● **Exercise task**
Reproduce every line of the material below, requests included, shifting each bounding-box coordinate in the answers by adding 135 while leaving the numbers in the requests and their format samples unchanged. Omit the pictures.

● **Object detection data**
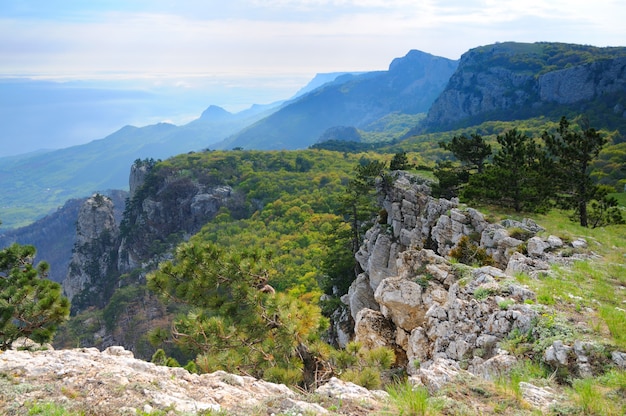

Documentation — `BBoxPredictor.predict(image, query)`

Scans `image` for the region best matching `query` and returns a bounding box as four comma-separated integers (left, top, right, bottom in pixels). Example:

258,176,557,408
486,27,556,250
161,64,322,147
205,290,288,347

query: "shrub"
449,235,495,266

● **Task output**
Documentation — `BBoxPredictor.predict(image, query)`

Scans `image` for the region best matching `query` and returns a bounding box as four comma-separated integers (left, top, right, bottom in pixels). Example:

258,176,557,408
486,27,556,250
161,64,322,147
205,290,288,347

query: "shrub"
584,370,630,401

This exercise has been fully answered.